** Material supplied **
• • •

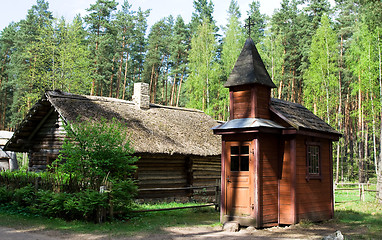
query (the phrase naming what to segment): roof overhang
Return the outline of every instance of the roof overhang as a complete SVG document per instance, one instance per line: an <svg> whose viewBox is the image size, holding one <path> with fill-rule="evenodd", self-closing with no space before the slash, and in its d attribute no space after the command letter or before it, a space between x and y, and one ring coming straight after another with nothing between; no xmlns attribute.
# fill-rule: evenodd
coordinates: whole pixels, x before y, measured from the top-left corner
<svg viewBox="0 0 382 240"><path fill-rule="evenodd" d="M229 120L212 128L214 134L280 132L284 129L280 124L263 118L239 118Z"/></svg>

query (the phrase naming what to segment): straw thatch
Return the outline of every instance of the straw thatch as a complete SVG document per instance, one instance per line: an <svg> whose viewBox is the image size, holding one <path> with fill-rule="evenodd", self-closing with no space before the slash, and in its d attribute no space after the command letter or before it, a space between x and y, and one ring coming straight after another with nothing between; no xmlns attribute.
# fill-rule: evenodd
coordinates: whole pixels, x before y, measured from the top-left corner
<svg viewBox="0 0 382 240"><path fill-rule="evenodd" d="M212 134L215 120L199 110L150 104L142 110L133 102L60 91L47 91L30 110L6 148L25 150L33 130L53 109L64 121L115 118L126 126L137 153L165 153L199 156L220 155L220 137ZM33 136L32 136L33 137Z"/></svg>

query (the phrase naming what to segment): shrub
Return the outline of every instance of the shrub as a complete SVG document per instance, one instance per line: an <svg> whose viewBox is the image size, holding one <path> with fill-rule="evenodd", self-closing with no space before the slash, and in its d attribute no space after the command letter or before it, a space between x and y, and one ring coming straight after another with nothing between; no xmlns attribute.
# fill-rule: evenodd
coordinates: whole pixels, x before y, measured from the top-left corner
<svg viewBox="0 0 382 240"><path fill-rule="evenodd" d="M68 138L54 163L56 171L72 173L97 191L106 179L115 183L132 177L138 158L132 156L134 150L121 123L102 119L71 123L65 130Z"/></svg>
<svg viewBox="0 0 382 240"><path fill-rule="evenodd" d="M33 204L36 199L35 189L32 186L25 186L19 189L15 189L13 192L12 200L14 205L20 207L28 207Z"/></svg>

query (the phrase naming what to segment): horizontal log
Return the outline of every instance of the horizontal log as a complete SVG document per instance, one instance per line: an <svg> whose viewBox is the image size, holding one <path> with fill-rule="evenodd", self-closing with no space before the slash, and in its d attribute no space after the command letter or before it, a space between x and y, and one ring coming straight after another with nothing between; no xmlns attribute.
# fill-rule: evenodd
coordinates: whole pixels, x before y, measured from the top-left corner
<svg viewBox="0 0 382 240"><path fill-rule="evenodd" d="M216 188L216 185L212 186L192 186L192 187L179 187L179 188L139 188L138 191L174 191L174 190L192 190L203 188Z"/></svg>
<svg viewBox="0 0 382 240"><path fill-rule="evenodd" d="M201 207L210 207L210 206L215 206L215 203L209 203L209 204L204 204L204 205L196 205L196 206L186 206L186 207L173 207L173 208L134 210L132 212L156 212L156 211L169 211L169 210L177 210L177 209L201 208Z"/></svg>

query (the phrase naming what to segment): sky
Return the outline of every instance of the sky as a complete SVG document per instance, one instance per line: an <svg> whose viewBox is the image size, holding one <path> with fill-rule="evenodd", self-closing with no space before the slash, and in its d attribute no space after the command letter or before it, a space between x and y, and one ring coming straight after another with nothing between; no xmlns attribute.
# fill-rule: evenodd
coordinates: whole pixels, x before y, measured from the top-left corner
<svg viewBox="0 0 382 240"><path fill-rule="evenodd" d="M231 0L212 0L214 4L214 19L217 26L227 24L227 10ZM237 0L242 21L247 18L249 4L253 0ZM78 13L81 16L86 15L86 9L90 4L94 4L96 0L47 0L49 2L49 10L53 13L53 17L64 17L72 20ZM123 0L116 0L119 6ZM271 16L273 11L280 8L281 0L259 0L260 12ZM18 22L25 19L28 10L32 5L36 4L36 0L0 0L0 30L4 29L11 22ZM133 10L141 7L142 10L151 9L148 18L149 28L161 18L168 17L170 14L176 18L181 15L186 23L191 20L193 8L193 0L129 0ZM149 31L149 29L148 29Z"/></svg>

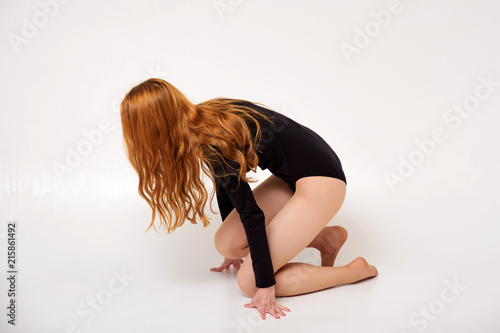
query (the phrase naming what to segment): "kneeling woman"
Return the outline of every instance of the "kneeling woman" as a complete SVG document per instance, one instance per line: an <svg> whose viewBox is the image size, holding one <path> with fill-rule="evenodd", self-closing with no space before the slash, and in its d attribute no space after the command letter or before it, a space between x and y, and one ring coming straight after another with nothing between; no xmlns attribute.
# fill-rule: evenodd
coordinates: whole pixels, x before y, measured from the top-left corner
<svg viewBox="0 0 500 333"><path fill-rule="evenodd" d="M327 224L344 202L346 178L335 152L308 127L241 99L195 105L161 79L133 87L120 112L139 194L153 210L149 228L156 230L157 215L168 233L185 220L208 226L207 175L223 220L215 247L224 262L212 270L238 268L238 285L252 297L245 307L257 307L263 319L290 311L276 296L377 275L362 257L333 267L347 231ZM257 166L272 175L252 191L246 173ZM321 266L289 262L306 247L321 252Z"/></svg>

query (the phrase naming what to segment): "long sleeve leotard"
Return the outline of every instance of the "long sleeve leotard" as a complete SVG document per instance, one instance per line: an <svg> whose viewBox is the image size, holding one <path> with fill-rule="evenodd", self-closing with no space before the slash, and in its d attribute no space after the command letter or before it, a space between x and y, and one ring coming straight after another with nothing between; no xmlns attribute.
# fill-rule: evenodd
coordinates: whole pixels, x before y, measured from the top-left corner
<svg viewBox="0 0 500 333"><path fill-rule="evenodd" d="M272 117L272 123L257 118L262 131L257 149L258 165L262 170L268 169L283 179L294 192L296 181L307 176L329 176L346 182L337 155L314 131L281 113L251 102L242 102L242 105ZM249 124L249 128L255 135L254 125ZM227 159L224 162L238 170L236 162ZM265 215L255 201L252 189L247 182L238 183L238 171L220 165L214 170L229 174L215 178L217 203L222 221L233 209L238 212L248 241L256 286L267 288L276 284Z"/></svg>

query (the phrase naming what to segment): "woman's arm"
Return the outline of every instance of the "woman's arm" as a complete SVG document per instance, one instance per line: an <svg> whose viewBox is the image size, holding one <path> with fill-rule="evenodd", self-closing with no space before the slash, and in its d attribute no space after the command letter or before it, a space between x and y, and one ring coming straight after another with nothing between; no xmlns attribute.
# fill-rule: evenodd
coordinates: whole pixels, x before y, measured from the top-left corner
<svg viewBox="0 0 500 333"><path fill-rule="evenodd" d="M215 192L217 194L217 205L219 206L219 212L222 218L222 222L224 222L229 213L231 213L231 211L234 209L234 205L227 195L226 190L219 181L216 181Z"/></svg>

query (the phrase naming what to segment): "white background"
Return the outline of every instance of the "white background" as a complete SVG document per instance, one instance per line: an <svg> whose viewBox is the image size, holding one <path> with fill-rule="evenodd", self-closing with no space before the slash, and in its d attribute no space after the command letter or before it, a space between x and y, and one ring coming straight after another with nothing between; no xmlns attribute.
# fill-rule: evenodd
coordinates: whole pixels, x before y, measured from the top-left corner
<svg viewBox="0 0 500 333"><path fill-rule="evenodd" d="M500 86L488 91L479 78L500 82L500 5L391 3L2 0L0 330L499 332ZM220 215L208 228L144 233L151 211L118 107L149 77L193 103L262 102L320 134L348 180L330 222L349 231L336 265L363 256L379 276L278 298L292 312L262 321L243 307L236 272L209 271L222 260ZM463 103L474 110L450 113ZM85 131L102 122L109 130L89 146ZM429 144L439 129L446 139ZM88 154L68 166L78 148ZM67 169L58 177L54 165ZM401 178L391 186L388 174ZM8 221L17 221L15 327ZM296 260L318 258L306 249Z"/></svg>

• • •

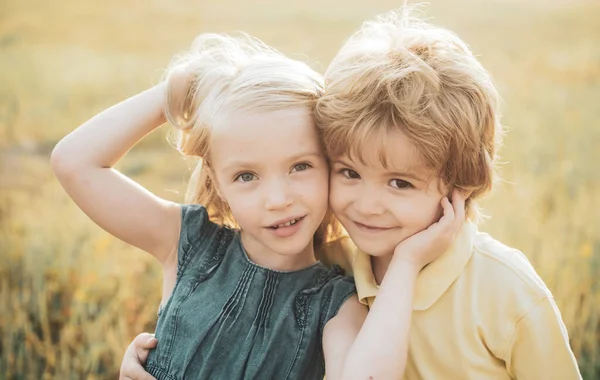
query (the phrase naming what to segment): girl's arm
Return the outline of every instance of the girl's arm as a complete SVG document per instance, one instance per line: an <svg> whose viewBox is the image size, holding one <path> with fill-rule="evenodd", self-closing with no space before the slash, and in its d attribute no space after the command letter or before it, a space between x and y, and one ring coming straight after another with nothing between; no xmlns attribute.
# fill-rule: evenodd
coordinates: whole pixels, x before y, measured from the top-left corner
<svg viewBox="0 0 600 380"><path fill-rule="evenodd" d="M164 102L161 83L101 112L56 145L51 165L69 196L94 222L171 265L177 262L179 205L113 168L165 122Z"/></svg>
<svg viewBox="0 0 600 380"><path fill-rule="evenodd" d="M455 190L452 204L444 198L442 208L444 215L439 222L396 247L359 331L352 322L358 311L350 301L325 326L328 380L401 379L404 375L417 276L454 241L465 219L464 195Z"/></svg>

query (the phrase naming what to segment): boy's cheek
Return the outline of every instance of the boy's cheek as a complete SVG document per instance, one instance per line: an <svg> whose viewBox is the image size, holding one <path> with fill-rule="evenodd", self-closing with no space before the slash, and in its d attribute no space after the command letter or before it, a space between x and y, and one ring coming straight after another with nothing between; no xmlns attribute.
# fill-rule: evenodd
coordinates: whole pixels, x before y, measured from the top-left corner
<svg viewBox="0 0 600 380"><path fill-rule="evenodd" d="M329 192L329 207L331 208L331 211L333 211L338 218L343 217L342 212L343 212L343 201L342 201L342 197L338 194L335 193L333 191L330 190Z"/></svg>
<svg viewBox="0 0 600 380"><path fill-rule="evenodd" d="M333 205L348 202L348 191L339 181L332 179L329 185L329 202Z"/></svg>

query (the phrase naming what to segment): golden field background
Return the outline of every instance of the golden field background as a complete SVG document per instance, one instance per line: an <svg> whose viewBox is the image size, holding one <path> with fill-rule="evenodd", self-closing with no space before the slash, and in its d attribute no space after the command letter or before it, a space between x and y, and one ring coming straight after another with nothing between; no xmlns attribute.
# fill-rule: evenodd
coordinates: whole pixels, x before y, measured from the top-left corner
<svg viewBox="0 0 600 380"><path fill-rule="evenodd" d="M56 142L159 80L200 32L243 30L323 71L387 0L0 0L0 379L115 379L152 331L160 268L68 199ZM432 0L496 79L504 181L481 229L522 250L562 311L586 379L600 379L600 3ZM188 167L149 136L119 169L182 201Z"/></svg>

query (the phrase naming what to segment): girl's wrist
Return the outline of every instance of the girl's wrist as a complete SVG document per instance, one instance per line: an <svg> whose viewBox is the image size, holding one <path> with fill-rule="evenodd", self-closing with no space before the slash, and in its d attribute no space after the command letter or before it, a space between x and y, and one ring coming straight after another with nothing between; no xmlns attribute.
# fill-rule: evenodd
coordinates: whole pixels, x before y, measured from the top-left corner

• • •

** Task statement **
Which of the lines in the data contain the string "field"? Return each one.

** Result **
query (the phrase naming what to segment): golden field background
Return the outline of every instance of the golden field background as a complete SVG document per instance, one instance per line: an <svg> whose viewBox is the image size, holding one <path> with fill-rule="evenodd", self-closing with no space before the slash, and in its d attribute no space after the command letter or before it, a space between x and y, and one ring coming straight after another with nothing between; no xmlns attribute.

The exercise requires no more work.